[Excerpts from point annotation data]
————————

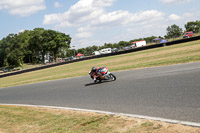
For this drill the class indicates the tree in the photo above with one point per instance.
(173, 31)
(193, 26)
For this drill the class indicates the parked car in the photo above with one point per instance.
(188, 34)
(127, 48)
(5, 70)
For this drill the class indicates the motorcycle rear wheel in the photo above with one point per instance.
(112, 77)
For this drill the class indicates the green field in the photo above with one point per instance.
(15, 119)
(180, 53)
(35, 120)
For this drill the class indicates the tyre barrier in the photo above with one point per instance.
(104, 55)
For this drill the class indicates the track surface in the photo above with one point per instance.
(170, 92)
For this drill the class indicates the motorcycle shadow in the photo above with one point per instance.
(89, 84)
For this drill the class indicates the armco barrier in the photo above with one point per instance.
(105, 55)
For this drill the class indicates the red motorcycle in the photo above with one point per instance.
(104, 74)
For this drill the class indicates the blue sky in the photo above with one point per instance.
(95, 22)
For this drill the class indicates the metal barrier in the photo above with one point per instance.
(105, 55)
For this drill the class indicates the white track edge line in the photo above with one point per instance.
(187, 123)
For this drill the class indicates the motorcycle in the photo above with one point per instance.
(104, 74)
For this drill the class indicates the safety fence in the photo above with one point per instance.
(104, 55)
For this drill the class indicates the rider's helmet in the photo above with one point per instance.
(94, 69)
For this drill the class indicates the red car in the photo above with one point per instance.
(188, 34)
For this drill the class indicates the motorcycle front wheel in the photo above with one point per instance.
(112, 77)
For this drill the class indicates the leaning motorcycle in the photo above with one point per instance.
(104, 74)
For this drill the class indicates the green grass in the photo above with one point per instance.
(180, 53)
(16, 119)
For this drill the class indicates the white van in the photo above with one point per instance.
(138, 44)
(105, 51)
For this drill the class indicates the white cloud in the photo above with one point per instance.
(175, 1)
(91, 19)
(174, 17)
(57, 4)
(83, 35)
(22, 7)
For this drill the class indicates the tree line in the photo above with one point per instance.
(31, 46)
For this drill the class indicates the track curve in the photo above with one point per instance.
(170, 92)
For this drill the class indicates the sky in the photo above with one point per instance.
(95, 22)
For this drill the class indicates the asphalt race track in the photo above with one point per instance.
(169, 92)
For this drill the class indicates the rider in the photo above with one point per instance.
(94, 74)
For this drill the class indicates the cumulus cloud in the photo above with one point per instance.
(57, 4)
(22, 7)
(174, 17)
(90, 16)
(175, 1)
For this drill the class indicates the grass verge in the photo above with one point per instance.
(16, 119)
(180, 53)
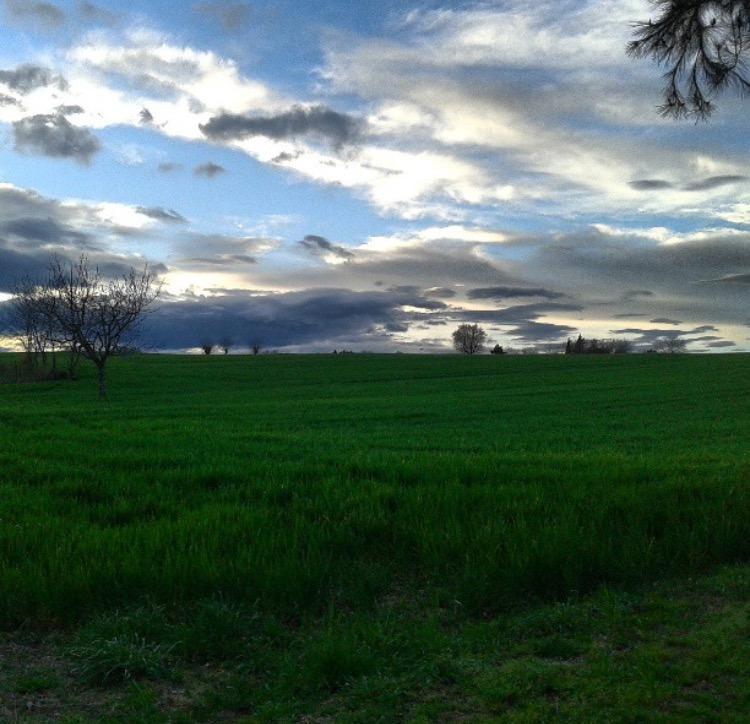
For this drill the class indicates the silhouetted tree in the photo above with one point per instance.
(94, 315)
(29, 322)
(703, 44)
(597, 346)
(469, 339)
(670, 345)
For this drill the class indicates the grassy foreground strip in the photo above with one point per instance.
(281, 536)
(672, 652)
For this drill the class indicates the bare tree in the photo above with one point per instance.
(95, 316)
(28, 321)
(670, 345)
(703, 44)
(469, 339)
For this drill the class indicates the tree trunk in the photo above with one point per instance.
(102, 383)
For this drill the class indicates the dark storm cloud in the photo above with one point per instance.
(34, 228)
(319, 244)
(730, 279)
(209, 170)
(196, 251)
(321, 317)
(632, 294)
(605, 262)
(540, 331)
(440, 293)
(220, 260)
(317, 121)
(713, 182)
(720, 344)
(649, 184)
(26, 78)
(161, 214)
(519, 315)
(69, 110)
(42, 231)
(53, 135)
(232, 16)
(34, 12)
(665, 320)
(705, 184)
(503, 292)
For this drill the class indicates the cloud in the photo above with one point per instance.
(440, 292)
(731, 279)
(195, 251)
(160, 214)
(632, 294)
(321, 245)
(209, 170)
(33, 12)
(512, 292)
(232, 16)
(94, 14)
(69, 110)
(316, 121)
(649, 184)
(53, 135)
(713, 182)
(34, 228)
(169, 167)
(28, 77)
(314, 319)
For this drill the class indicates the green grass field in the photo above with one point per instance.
(378, 538)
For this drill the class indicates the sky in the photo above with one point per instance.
(325, 175)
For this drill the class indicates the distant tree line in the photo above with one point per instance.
(226, 344)
(598, 346)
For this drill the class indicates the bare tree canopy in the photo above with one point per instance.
(670, 345)
(95, 315)
(469, 339)
(703, 44)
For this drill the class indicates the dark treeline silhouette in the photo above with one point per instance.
(597, 346)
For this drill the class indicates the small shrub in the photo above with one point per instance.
(118, 660)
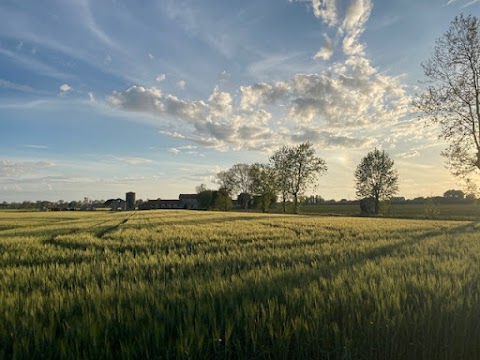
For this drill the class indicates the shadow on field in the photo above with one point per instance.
(214, 220)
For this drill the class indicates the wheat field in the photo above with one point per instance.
(212, 285)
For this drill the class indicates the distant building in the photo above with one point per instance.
(185, 201)
(116, 204)
(130, 200)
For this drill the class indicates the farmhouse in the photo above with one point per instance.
(185, 201)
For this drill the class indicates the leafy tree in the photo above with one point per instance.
(452, 99)
(376, 178)
(240, 181)
(454, 194)
(205, 199)
(200, 188)
(280, 162)
(223, 200)
(303, 169)
(264, 184)
(223, 178)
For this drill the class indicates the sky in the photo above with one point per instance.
(98, 98)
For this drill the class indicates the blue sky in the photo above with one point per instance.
(98, 98)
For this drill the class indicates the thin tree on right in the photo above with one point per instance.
(375, 178)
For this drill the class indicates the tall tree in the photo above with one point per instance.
(280, 162)
(263, 184)
(305, 167)
(376, 178)
(452, 98)
(226, 188)
(240, 181)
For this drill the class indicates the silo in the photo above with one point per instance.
(130, 199)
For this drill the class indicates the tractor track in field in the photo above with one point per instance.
(54, 241)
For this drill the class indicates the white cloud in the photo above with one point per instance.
(31, 146)
(181, 84)
(18, 87)
(326, 52)
(321, 107)
(174, 151)
(65, 88)
(326, 10)
(134, 160)
(16, 169)
(408, 154)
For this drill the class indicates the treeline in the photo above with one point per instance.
(289, 172)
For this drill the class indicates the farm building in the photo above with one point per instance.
(185, 201)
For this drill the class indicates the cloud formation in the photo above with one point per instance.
(16, 169)
(65, 88)
(350, 94)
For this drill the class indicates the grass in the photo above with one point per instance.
(182, 285)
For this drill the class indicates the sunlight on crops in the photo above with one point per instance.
(180, 284)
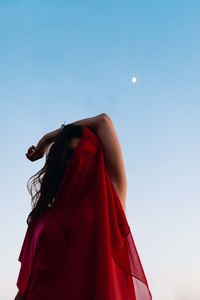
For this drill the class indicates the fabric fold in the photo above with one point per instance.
(82, 247)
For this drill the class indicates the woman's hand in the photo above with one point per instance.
(35, 153)
(39, 151)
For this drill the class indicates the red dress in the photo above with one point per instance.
(82, 247)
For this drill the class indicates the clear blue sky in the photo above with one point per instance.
(67, 60)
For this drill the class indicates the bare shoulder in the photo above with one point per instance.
(114, 160)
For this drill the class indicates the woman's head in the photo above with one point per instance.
(43, 185)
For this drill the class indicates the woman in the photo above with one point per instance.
(78, 244)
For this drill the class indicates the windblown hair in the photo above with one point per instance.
(44, 184)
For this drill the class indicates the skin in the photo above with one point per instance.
(103, 127)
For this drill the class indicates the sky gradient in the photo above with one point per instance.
(62, 61)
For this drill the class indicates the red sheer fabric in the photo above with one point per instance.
(82, 247)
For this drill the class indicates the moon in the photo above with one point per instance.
(134, 79)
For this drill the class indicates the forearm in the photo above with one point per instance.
(92, 123)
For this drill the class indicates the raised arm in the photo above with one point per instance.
(103, 126)
(113, 157)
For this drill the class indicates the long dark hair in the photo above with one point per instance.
(43, 185)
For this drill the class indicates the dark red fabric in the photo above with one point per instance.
(82, 247)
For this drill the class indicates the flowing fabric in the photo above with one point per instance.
(82, 247)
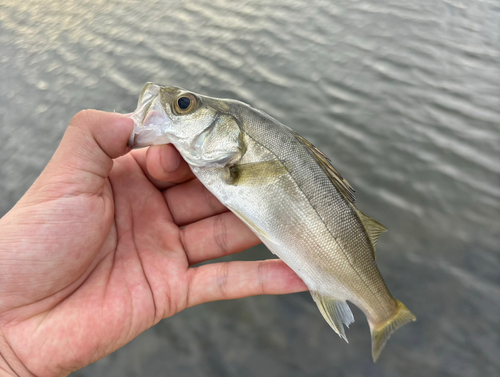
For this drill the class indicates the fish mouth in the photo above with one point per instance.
(150, 119)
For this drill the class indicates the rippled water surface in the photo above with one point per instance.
(404, 96)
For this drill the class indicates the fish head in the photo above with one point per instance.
(169, 114)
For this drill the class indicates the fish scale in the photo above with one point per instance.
(287, 192)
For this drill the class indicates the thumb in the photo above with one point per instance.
(91, 142)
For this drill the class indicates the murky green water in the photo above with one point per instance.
(404, 96)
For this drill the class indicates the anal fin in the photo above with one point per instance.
(336, 312)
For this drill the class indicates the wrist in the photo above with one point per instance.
(10, 365)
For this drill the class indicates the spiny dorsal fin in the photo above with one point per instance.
(373, 228)
(340, 183)
(336, 312)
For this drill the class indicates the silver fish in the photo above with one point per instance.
(286, 191)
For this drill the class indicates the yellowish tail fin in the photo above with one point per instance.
(382, 331)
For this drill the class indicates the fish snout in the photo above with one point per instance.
(150, 119)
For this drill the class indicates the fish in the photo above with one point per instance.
(287, 192)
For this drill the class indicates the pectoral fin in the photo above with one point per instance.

————————

## Required task:
Print again the material above, limited to the lines from the one holding "For this drill the class indicates the spiny" through the last, inclusive.

## Result:
For this drill the class indicates the spiny dorsal fin in the photo above with one point per instance.
(373, 228)
(340, 183)
(336, 312)
For this drill the class indicates the silver fish in the photo above with one point per instance.
(286, 191)
For this drill the class indicates the yellowish tail fin in the photo above with one point per instance.
(382, 331)
For this drill the class indicates the fish snout in the photo above with one point per instance.
(150, 119)
For this drill the class indicates the fish in the photo above with one point per instance.
(287, 192)
For this drill the class indicates the pectoral fin in the photo above with one point per instance.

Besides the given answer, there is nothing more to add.